▶ [Objective]: Reproduce the listing below line for line, keeping every word, number, and punctuation mark unchanged.
═════ Supplied information
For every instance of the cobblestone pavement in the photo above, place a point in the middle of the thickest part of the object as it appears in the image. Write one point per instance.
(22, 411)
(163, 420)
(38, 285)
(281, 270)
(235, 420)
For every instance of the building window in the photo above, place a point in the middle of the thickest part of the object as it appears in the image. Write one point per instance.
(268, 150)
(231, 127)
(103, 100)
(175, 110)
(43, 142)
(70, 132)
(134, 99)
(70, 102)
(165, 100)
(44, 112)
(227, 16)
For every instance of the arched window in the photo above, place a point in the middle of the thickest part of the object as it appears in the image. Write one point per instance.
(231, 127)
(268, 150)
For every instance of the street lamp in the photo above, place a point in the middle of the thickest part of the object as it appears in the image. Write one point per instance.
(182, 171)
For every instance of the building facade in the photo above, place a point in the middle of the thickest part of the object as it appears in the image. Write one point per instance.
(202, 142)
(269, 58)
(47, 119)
══════════
▶ [Solution]:
For every instance of the cobblestone pavement in the photo above, place a point in the middle of the thickest part of the object as it appears in the image. Write one point per instance.
(22, 411)
(163, 420)
(38, 285)
(281, 270)
(235, 420)
For every instance of the building window in the photo above, place a point in the middle of the thickest part of the object as it appears in the image. Write one point per instance.
(268, 150)
(231, 127)
(103, 100)
(175, 110)
(43, 142)
(70, 132)
(134, 99)
(70, 102)
(165, 100)
(44, 112)
(227, 16)
For every instance of the arched window in the photo above, place a point in the middle of the thickest part of the object as it appears in the image. Write one point per instance.
(231, 127)
(268, 150)
For every instance of the street lamp in the photo above, place a point in the middle of the thickest part of the object as it appears in the image. Write one point per instance.
(182, 171)
For every instance of the building facade in the photo above, place a point in the middle of the thickest part of the object as it appears in the image. Write one point per instance.
(202, 142)
(269, 58)
(47, 119)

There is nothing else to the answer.